# LISTING start

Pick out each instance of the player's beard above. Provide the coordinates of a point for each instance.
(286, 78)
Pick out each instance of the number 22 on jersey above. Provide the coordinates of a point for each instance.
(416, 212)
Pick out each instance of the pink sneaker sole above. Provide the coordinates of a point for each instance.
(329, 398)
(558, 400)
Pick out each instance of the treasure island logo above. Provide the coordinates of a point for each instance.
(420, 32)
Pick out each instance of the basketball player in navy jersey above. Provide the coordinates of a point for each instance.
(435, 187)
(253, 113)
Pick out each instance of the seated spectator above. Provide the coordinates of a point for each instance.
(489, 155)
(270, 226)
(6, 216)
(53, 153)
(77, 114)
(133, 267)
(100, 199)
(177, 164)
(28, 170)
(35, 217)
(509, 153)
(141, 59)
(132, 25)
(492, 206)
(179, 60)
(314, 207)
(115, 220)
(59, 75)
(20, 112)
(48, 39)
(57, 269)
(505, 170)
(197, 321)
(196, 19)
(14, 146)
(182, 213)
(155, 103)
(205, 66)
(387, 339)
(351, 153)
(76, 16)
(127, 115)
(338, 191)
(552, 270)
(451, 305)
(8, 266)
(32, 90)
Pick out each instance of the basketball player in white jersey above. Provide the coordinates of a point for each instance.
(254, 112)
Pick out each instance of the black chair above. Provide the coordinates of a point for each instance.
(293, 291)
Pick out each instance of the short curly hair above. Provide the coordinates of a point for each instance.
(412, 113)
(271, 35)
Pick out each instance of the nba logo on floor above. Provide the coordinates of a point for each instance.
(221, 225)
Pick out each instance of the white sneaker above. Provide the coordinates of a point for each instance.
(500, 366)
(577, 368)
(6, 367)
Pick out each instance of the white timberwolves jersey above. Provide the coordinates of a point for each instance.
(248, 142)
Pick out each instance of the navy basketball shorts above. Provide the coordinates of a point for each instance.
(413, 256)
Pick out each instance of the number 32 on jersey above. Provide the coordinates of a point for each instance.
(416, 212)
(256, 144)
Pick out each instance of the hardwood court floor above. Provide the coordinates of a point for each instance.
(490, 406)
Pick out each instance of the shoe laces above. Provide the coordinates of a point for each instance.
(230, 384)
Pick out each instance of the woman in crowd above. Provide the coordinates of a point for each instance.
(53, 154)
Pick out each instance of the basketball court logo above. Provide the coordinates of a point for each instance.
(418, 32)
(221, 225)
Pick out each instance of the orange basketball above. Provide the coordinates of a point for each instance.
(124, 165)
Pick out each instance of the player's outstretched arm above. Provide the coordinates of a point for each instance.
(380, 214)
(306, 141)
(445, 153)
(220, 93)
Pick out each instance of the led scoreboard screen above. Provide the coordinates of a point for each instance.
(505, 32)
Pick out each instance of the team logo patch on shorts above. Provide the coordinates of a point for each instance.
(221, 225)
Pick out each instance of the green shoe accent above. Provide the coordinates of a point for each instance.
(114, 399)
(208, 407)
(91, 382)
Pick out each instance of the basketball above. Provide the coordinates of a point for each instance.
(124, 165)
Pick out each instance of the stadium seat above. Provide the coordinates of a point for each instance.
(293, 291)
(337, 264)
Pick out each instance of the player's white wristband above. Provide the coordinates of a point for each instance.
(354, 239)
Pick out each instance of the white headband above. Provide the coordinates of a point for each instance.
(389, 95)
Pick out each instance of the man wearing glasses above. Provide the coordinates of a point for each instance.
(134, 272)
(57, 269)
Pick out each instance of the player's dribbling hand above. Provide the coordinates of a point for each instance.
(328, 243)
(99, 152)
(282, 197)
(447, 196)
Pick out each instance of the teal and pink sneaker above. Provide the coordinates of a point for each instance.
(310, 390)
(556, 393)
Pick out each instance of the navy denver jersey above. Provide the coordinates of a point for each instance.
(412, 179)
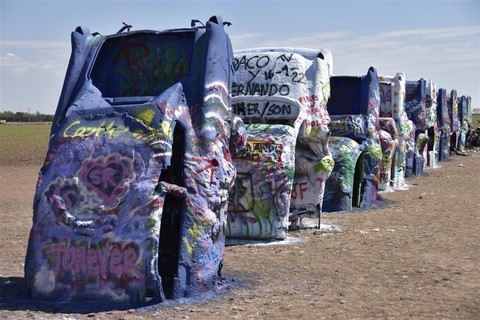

# LISTING end

• **PROBLEM DETAILS**: Give all of the material above as a Markdown table with two columns, "Row" for the row number and "Line" for the text of each line, skipping blank lines. Leave the pictures out.

• **PROBLEM SOLUTION**:
| Row | Line |
|---|---|
| 1 | Pick out each instance of the player's beard above. Provide the coordinates of a point for each instance. |
| 2 | (286, 78) |
| 3 | Pick out each instance of the number 22 on jersey above. Provide the coordinates of a point for each instance. |
| 4 | (416, 212) |
| 5 | Pick out each instance of the pink sneaker sole above. Provide the coordinates of a point for each instance. |
| 6 | (329, 398) |
| 7 | (558, 400) |
| 8 | Pick out each instance of the treasure island logo above. Provide the coordinates of a point for each instance. |
| 9 | (420, 32) |
| 10 | Pick out each instance of the basketball player in navy jersey above. Provide the coordinates of a point for each instance. |
| 11 | (435, 187) |
| 12 | (253, 113) |
| 13 | Pick out each instance of the seated spectator above. Provide the coordinates of a point for each instance. |
| 14 | (489, 155) |
| 15 | (270, 226) |
| 16 | (6, 216) |
| 17 | (53, 153) |
| 18 | (77, 114) |
| 19 | (133, 267) |
| 20 | (100, 199) |
| 21 | (177, 164) |
| 22 | (28, 170) |
| 23 | (35, 217) |
| 24 | (509, 153) |
| 25 | (141, 59) |
| 26 | (132, 25) |
| 27 | (492, 206) |
| 28 | (179, 60) |
| 29 | (314, 207) |
| 30 | (115, 220) |
| 31 | (59, 75) |
| 32 | (20, 112) |
| 33 | (48, 39) |
| 34 | (57, 269) |
| 35 | (505, 170) |
| 36 | (197, 321) |
| 37 | (196, 19) |
| 38 | (14, 146) |
| 39 | (182, 213) |
| 40 | (155, 103) |
| 41 | (205, 66) |
| 42 | (387, 339) |
| 43 | (351, 153) |
| 44 | (76, 16) |
| 45 | (127, 115) |
| 46 | (338, 191) |
| 47 | (552, 270) |
| 48 | (451, 305) |
| 49 | (8, 266) |
| 50 | (32, 90) |
| 51 | Pick out each instance of the basketball player in white jersey above. Provide the coordinates of a point for each instance. |
| 52 | (254, 112) |
| 53 | Pick out each instance of the black chair above. Provide the coordinates of a point for each instance. |
| 54 | (293, 291) |
| 55 | Pick out each instance of the short curly hair above. Provide the coordinates of a point for each instance. |
| 56 | (412, 113) |
| 57 | (271, 35) |
| 58 | Pick out each instance of the nba logo on floor above. Provide the coordinates of a point for each instance. |
| 59 | (221, 225) |
| 60 | Pick out each instance of the white sneaker above. Provide the coordinates of a point for each instance. |
| 61 | (500, 366) |
| 62 | (577, 368) |
| 63 | (6, 367) |
| 64 | Pick out each instance of the white timberwolves jersey above. Provide the coordinates of a point for each instance. |
| 65 | (248, 142) |
| 66 | Pick out each instance of the navy basketball shorts above. Provide the coordinates of a point for each instance. |
| 67 | (413, 256) |
| 68 | Pick out each instance of the number 32 on jersey above. Provide the coordinates of a point for each instance. |
| 69 | (416, 212) |
| 70 | (256, 144) |
| 71 | Pick out each instance of the hardwood court floor above. Provide the coordinates of a point for each instance. |
| 72 | (490, 406) |
| 73 | Pick out each instance of the shoe laces above. Provide the coordinates of a point for each instance. |
| 74 | (230, 384) |
| 75 | Pick out each instance of the woman in crowd above. Provide the coordinates of a point for each instance. |
| 76 | (53, 154) |
| 77 | Pick out each instance of the basketball court logo above. Provide the coordinates of a point for each instance. |
| 78 | (418, 32) |
| 79 | (221, 225) |
| 80 | Pick out each instance of the orange basketball above. Provide the coordinates of a point for each instance. |
| 81 | (124, 165) |
| 82 | Pick out each instance of the player's outstretched arm above. Provide the coordinates of a point for each instance. |
| 83 | (380, 214) |
| 84 | (306, 141) |
| 85 | (445, 153) |
| 86 | (220, 93) |
| 87 | Pick out each instance of the led scoreboard screen above. Provide the coordinates of a point for each instance. |
| 88 | (505, 32) |
| 89 | Pick out each instance of the team logo patch on shorts above. Provide the coordinates of a point for each instance. |
| 90 | (221, 225) |
| 91 | Pick out each instance of the green shoe accent above. Provide the coordinates of a point for each instance. |
| 92 | (114, 399) |
| 93 | (208, 407) |
| 94 | (91, 382) |
| 95 | Pick out each instance of the basketball above. Provide the coordinates of a point for each instance. |
| 96 | (124, 165) |
| 97 | Pick out each instance of the stadium seat above. Provide the coordinates of a point for each instance. |
| 98 | (293, 291) |
| 99 | (337, 264) |
| 100 | Pick out each instance of the player's white wristband above. Provide the coordinates of a point for each instance. |
| 101 | (354, 239) |
| 102 | Pick out each instance of the white headband above. Provide the coordinates of a point for each instance. |
| 103 | (389, 95) |
| 104 | Pick out each instance of the man wearing glasses above. Provide the coordinates of a point for each instance. |
| 105 | (134, 272) |
| 106 | (57, 269) |
| 107 | Pick out each instance of the player's dribbling hand above. Provide the coordinates of a point for each instance. |
| 108 | (328, 243) |
| 109 | (99, 152) |
| 110 | (282, 197) |
| 111 | (447, 196) |
| 112 | Pick out each instance of the teal and pink sneaker above. Provide the coordinates of a point for each instance. |
| 113 | (310, 390) |
| 114 | (556, 393) |
| 115 | Pick out each instance of the navy denver jersey above. Provide the coordinates of a point for each instance. |
| 116 | (412, 179) |